*** Texte
Par James Howard Kunstler – Le 24 mai 2021 – Source kunstler.com
Nous prenons du recul par rapport aux désordres et aux idioties du moment pour souhaiter à Bob Dylan un joyeux 80e anniversaire. Il est entré en scène lors d’un précédent moment de désordre national, les années soixante, comme nous appelons cette époque sauvage où nous, les baby-boomers, sommes devenus adultes et avons mis le monde sans dessus dessous pendant un certain temps, en jetant nos identités dans un zeitgeist enragé. Bob était en fait un peu plus âgé, pas tout à fait un boomer, né sept mois avant l’entrée des États-Unis dans la Seconde Guerre mondiale.
******
## Consigne 1:
Répondez brièvement à ces questions sur le texte consacré à Bob Dylan :
(a) À quelle date le texte a-t-il paru ?
(b) Quel anniversaire de Bob Dylan le texte souhaite-t-il ?
(c) Selon le texte, à quel moment Bob Dylan est-il né ?
*** Données fournies
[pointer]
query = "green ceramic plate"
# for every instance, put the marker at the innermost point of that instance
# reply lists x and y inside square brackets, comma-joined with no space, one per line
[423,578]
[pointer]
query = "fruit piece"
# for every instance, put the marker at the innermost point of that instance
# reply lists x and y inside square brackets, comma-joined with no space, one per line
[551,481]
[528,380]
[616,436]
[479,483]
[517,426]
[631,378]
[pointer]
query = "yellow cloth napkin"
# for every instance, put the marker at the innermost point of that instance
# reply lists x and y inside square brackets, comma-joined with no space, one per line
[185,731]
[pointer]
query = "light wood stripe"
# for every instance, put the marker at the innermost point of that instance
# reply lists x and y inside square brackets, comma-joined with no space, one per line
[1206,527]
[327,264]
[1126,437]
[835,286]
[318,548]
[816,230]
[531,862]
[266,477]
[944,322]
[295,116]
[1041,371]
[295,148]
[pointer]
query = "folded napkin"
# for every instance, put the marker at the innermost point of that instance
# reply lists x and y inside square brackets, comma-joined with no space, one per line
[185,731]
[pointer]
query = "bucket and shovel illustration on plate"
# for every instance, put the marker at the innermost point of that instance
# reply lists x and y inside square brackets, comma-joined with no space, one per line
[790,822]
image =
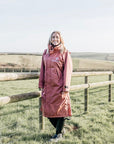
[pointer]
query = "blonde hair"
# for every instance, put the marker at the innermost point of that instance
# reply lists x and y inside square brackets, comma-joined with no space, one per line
[61,40]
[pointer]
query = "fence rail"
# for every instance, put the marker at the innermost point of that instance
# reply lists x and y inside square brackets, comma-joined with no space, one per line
[85,87]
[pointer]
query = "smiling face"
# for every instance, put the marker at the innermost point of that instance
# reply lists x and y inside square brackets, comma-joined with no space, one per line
[55,38]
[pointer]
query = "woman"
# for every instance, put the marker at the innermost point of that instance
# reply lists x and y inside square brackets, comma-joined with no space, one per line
[54,81]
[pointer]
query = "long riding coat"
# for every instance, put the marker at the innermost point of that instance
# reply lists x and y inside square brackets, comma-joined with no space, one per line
[55,77]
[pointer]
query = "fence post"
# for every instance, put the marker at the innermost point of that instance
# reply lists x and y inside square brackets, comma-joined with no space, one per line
[110,89]
[41,119]
[86,93]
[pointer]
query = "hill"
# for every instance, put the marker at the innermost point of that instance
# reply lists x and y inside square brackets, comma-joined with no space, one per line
[81,61]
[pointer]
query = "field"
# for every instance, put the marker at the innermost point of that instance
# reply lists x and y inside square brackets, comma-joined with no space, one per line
[19,122]
[34,61]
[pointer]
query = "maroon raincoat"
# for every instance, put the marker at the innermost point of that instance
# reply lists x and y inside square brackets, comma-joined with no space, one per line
[55,77]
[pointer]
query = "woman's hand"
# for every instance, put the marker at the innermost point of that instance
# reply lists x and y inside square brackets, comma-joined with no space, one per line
[65,92]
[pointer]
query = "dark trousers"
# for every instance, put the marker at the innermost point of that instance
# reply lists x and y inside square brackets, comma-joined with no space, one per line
[58,123]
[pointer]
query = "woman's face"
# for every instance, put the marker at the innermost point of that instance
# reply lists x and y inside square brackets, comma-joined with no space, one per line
[55,39]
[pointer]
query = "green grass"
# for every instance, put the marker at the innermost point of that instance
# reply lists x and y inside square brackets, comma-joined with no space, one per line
[19,122]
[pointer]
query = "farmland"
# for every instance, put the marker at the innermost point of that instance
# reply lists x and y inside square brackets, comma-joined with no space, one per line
[19,121]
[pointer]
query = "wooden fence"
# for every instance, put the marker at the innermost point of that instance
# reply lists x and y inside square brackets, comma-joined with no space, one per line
[85,87]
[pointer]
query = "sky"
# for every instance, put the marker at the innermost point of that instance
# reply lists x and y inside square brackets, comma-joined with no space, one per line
[85,25]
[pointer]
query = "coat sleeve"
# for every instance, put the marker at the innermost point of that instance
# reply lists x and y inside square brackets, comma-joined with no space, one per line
[42,73]
[67,72]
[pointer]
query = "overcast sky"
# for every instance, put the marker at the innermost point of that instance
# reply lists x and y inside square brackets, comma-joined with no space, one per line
[86,25]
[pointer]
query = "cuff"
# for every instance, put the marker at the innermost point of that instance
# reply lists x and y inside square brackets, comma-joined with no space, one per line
[65,89]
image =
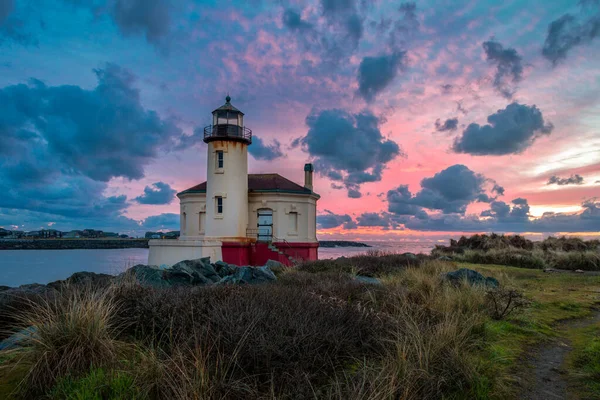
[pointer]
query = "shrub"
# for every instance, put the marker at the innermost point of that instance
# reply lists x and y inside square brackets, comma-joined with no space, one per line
[276,335]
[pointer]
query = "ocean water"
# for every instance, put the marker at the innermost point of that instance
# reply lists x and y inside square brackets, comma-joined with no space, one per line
[20,267]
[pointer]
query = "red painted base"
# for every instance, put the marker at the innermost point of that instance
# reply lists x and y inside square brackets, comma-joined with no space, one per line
[259,253]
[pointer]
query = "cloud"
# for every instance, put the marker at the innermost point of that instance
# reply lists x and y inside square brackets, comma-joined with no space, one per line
[508,67]
[330,220]
[11,27]
[157,193]
[449,125]
[162,221]
[6,7]
[570,31]
[293,20]
[376,73]
[510,131]
[260,151]
[450,191]
[572,180]
[62,144]
[348,147]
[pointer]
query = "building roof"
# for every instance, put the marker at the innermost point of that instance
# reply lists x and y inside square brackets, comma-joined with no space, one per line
[228,106]
[258,183]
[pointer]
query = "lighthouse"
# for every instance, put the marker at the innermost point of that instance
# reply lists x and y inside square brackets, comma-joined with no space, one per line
[237,217]
[227,174]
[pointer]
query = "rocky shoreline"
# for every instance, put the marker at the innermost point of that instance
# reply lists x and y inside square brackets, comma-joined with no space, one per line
[70,244]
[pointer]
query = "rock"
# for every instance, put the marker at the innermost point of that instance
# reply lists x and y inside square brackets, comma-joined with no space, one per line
[223,269]
[368,280]
[472,277]
[200,272]
[275,266]
[249,275]
[84,278]
[17,339]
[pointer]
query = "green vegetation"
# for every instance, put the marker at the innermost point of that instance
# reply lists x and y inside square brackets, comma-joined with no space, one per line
[560,253]
[317,332]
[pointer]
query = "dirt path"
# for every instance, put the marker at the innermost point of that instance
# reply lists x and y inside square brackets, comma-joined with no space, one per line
[548,380]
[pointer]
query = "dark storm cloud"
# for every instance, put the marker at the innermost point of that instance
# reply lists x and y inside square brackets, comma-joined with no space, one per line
[62,144]
[348,147]
[157,193]
[293,20]
[260,151]
[572,180]
[508,67]
[449,191]
[376,73]
[100,133]
[570,31]
[448,125]
[330,220]
[510,131]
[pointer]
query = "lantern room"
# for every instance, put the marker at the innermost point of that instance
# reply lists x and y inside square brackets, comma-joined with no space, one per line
[228,124]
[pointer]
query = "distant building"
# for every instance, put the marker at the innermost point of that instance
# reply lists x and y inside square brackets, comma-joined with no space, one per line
[239,218]
[72,235]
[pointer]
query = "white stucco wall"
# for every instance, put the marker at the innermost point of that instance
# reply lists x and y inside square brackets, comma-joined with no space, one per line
[284,206]
[192,207]
[230,183]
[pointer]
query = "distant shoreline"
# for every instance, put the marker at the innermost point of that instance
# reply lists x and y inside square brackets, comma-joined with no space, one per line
[107,243]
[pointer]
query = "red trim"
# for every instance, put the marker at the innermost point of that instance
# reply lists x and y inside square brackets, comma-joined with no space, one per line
[259,253]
******
## Consigne 2:
Renvoyez toutes les lignes de la liste où figure la chaîne "green", en tenant compte de la casse.

## Réponse rédigée 1:
(a) Le 24 mai 2021.
(b) Son 80e anniversaire.
(c) Sept mois avant l'entrée des États-Unis dans la Seconde Guerre mondiale.

## Réponse rédigée 2:
query = "green ceramic plate"
query = "green grass"
query = "green vegetation"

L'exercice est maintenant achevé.